TASK PROMPT: Take every record and write it out again exactly, with no images included.

DATA FOR REVIEW:
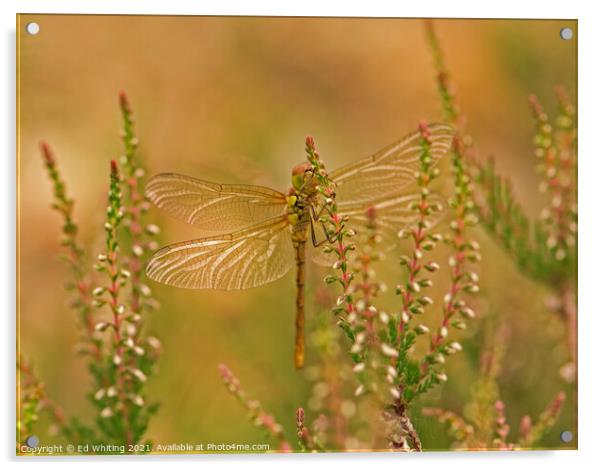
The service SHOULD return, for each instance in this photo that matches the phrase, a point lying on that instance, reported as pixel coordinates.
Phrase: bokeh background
(231, 100)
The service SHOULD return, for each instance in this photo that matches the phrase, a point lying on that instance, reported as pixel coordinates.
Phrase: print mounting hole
(566, 34)
(32, 28)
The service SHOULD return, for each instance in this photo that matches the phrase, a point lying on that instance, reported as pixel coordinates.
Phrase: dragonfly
(253, 235)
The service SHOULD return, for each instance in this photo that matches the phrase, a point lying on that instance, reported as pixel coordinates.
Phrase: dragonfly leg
(328, 239)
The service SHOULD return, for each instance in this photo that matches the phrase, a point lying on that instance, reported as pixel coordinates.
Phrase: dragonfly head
(301, 173)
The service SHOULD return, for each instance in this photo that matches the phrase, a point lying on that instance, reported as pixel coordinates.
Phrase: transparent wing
(388, 170)
(239, 260)
(386, 182)
(211, 207)
(393, 212)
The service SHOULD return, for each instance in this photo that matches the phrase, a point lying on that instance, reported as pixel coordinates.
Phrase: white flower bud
(389, 351)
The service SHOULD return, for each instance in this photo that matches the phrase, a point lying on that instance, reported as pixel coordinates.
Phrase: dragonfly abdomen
(300, 304)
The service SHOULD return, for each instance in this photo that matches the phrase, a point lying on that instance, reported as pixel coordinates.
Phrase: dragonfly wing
(211, 207)
(392, 213)
(388, 170)
(240, 260)
(386, 181)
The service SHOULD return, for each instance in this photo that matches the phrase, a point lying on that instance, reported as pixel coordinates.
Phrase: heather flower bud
(98, 291)
(389, 351)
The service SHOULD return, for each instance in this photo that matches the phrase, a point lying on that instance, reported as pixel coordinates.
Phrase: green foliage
(120, 356)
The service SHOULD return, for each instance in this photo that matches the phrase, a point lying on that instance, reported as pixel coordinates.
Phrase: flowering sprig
(257, 415)
(484, 424)
(464, 252)
(121, 358)
(80, 282)
(305, 439)
(554, 148)
(141, 235)
(34, 400)
(122, 406)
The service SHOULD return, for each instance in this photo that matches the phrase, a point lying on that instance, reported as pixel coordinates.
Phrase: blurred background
(231, 100)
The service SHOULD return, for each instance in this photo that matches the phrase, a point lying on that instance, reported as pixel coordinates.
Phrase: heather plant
(385, 365)
(483, 423)
(544, 249)
(110, 302)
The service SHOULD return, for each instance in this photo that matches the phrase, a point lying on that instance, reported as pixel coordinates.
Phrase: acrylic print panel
(179, 176)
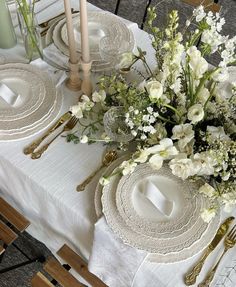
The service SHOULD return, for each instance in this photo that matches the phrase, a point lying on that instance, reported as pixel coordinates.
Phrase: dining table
(44, 190)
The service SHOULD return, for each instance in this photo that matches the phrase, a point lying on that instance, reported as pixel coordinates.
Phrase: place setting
(164, 198)
(162, 193)
(29, 101)
(109, 37)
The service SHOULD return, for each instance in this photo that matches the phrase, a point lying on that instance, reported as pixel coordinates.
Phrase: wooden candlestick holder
(86, 87)
(74, 82)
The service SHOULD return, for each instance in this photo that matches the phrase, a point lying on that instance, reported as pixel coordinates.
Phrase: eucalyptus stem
(24, 10)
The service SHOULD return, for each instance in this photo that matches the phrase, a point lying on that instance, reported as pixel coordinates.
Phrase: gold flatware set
(32, 148)
(229, 242)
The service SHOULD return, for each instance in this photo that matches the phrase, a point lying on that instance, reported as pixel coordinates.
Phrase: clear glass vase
(30, 30)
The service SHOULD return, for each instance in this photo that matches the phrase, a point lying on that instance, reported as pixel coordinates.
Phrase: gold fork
(229, 242)
(69, 126)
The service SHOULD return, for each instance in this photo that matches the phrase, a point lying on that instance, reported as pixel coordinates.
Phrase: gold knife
(29, 149)
(191, 276)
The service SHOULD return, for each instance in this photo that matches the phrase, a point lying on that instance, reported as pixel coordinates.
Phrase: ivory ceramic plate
(100, 24)
(99, 187)
(40, 117)
(98, 64)
(143, 217)
(27, 86)
(165, 250)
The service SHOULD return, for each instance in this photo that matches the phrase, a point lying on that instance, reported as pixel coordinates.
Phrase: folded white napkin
(8, 95)
(156, 197)
(111, 260)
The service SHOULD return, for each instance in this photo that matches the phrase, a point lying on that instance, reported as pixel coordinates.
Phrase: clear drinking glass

RESPONSE TO THE TASK:
The service SHOULD return, for each instance in this photo that matches the phrase, a point lying on that instance, reported as pixel coordinates.
Phrase: bokeh background
(231, 100)
The service SHOULD return, for each instance in this photo that matches the phrase, a point lying on that instance, reported as pixel coordinates.
Phrase: print mounting hole
(566, 34)
(32, 28)
The service SHOULD return, for each instance in this photo that matches the phrase, a point lying on that instance, reported as pixel coordinates.
Phrase: dragonfly
(253, 235)
The service SHOULD return, for each instance in this photo that matches the phrase, a point lying on that instance, reported as pixel coordinates.
Phrase: dragonfly leg
(328, 239)
The service SHOULD return, for each instance in this photo that matches the phrase, a point lying on that instance, reported as pixel coordinates.
Phrase: dragonfly head
(301, 173)
The service SHOULD return, for each instance in this photo that matches the phrase, a point lying on that instance, reported as pixel coordinates.
Phrase: transparent wing
(388, 170)
(239, 260)
(386, 182)
(211, 207)
(393, 212)
The service SHOULD return, for each instance in this photo that matches the phrase, a point lying on that instance, reported as pixel coordinates.
Phrase: white flower bud
(389, 351)
The service SHOULD return, for each instance in this photo that matches the phrase, a point lying on that instance, reported as pixel coordinates.
Phrase: dragonfly abdomen
(300, 304)
The service SHOULD return, for each instance in this photo that matches the phrase, a point lying on that instance, reported as pixel coordinates.
Phrase: dragonfly wing
(211, 207)
(392, 213)
(388, 170)
(240, 260)
(386, 181)
The service SHOULD return, for each instance in this photo that matches the phrase, a point lying on that instance, reported as pixel coordinates.
Phrase: heather flower bud
(98, 291)
(389, 351)
The service SHOULD return, for each instance in this photo that matches the phrase, a point lying on that instance, reported as pixel coordinates.
Phrase: green foliage
(120, 356)
The service SHOULD return, for each instance in this photo that matches the phrase, a point lying on that instance, reported as pixel coordinates.
Phrase: flowering sprig
(257, 415)
(484, 424)
(464, 252)
(121, 358)
(80, 282)
(305, 439)
(554, 148)
(141, 235)
(34, 400)
(122, 406)
The service SHOULD return, for each instance in this photo that matches the phrase, a point lying on that instance, reported as pixel coordinates.
Phrase: blurred background
(231, 100)
The service SHOULD return, for each instance in this photo that matches the phrase, a point lying on that instance, reported as pixel coordinates.
Phrase: heather plant
(385, 365)
(483, 423)
(544, 249)
(110, 302)
The service SHOULD return, for each instance in this photo that matches the phrase, a point lying on that instance, reported as pixel coordinates.
Phrase: acrylic print panel
(179, 176)
The service SHOULD return, for each instance in this photo that matches the phrase, a point lying on that instance, reported as pixel coordinates.
Phrase: dining table
(44, 190)
The service SHOULD return, for each instance in this photo that matches the phrase, a point lying on that instance, reported as pixel coordinates.
Phrase: place setting
(164, 198)
(162, 193)
(29, 101)
(109, 37)
The service SHOULD return, for each instance in this photo that matches the phrase, a point lying on that instance, reported as pixel coordinates.
Phrase: wooden candlestick holder
(86, 87)
(74, 82)
The service SHOULD return, for each instance in this photo that matches the phrase, a point lying on that instance, reported as pixel coordinates.
Phrase: eucalyptus stem
(24, 10)
The service SHOULD return, for each instance in this photo that matches the phrase, a point lying on that instance, reported as pixel coordinates.
Phrase: gold flatware set
(32, 148)
(229, 242)
The service SHOULD return, for each instance in this photo that matches the phrase, a point lying on that instance, reported as pixel coordinates.
Phrase: clear glass vase
(30, 30)
The service SHOULD return, for each instance in this photo that matches the phrase, a point lying on that instance, reported as pixel coordinates.
Phrase: gold fork
(229, 242)
(69, 126)
The service SHOULD return, for each instance in this photo that matches the phrase, a point lying on that instance, reported as pixel coordinates.
Phrase: gold knife
(29, 149)
(191, 276)
The service SHOULD return, for each instance in this photo that matches the phrase, a point lying on that instance, reported as pixel coordinates.
Phrase: ivory ceramic plate
(100, 24)
(99, 187)
(40, 117)
(98, 64)
(143, 217)
(27, 86)
(165, 250)
The service SHOULD return, for each instance in this photo that matches the phrase, a point lying on that instance, reported as pixel coordinates.
Phrase: folded white napkin
(8, 95)
(156, 197)
(111, 260)
The service SHOULD return, for each instance in this photo that matches the phrase, a point lying on that instance, reported as pixel coordinates.
Phrase: clear drinking glass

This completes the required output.